# SET EXERCISE:
Find "Mark the region of each instance of the human" in the material below, then copy that line and every subsequent line to the end, exactly.

Boundary annotation records:
----------------------------------------
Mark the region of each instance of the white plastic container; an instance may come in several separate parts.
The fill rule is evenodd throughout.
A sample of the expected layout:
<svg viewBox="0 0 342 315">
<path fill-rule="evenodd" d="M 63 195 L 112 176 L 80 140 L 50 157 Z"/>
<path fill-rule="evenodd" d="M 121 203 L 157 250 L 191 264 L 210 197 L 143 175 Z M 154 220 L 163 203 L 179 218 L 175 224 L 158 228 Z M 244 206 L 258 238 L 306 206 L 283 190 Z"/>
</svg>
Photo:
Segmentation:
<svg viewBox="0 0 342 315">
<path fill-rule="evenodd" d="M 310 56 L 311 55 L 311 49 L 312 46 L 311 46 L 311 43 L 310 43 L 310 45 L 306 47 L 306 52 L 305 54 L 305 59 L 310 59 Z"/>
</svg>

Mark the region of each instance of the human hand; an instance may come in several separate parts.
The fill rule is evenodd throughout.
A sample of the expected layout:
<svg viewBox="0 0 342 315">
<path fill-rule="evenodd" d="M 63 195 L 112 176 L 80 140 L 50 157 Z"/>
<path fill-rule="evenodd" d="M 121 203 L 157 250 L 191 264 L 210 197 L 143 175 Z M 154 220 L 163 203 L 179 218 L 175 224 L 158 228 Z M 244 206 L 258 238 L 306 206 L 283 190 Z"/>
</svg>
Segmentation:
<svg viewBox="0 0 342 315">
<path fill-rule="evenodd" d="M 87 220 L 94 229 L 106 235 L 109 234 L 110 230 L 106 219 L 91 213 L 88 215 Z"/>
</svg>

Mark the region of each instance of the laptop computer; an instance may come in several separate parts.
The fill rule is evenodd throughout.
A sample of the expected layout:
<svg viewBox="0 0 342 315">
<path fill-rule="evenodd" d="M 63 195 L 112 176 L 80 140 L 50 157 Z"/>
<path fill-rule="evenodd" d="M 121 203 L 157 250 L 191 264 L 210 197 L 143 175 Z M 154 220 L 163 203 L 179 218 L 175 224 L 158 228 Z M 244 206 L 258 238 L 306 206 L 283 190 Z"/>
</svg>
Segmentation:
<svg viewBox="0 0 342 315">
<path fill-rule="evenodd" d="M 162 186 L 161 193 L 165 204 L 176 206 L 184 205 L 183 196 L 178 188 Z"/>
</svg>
----------------------------------------
# SOLUTION FOR THIS PROBLEM:
Mark the region of each instance of the human hand; an instance may come in several separate parts.
The fill rule is evenodd throughout.
A sample of the expected layout:
<svg viewBox="0 0 342 315">
<path fill-rule="evenodd" d="M 63 195 L 112 176 L 80 140 L 50 157 Z"/>
<path fill-rule="evenodd" d="M 121 203 L 157 250 L 191 264 L 210 197 L 143 175 Z M 154 220 L 163 203 L 179 218 L 175 224 L 158 228 Z M 244 206 L 258 238 L 306 206 L 283 190 Z"/>
</svg>
Segmentation:
<svg viewBox="0 0 342 315">
<path fill-rule="evenodd" d="M 87 220 L 94 229 L 106 235 L 109 234 L 110 230 L 106 219 L 91 213 L 88 215 Z"/>
</svg>

Mark the region of each instance of the laptop computer; an instance may come in several separate parts.
The fill rule is evenodd throughout.
A sample of the expected layout:
<svg viewBox="0 0 342 315">
<path fill-rule="evenodd" d="M 63 195 L 112 176 L 80 140 L 50 157 Z"/>
<path fill-rule="evenodd" d="M 121 203 L 157 250 L 191 264 L 210 197 L 143 175 Z M 154 220 L 163 203 L 179 218 L 175 224 L 158 228 Z M 244 206 L 258 238 L 306 206 L 283 190 Z"/>
</svg>
Segmentation:
<svg viewBox="0 0 342 315">
<path fill-rule="evenodd" d="M 162 186 L 161 193 L 165 204 L 176 206 L 184 205 L 183 196 L 178 188 Z"/>
</svg>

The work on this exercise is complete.